BEGIN Records supplied

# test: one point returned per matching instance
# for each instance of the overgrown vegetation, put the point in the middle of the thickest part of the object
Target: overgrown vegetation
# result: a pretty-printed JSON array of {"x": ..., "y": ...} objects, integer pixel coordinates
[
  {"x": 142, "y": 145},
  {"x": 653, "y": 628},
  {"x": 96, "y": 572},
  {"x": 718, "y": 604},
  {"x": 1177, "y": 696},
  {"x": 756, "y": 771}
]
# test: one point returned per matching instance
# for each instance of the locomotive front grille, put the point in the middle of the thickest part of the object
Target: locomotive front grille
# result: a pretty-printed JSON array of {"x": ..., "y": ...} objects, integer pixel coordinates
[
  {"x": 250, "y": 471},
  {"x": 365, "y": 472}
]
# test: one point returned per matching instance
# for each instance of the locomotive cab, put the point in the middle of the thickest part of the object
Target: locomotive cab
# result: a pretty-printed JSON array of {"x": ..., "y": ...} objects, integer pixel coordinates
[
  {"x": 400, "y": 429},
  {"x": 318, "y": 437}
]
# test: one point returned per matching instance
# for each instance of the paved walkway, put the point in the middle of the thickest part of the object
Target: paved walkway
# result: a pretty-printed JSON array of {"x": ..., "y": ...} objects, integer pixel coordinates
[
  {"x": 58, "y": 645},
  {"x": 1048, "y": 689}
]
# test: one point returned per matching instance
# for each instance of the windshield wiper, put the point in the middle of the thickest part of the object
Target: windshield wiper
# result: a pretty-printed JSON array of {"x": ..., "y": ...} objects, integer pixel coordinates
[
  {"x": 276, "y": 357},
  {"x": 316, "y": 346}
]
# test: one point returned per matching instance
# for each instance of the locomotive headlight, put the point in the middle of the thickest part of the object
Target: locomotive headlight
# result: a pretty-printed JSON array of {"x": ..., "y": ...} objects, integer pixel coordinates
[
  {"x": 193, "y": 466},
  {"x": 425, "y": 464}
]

END Records supplied
BEGIN Records supplied

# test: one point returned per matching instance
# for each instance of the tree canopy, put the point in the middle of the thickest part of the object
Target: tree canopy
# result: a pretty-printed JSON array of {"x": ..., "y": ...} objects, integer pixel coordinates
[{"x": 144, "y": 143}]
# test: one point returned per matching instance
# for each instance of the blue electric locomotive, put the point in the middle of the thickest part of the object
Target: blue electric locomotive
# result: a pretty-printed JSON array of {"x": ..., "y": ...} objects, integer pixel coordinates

END Records supplied

[Short problem]
Show every line of the material above that contains the word "vegetation".

[Right answer]
# for each instance of the overgrown vegetation, put the point in the middle of the thickest part of the object
Target: overgrown vegetation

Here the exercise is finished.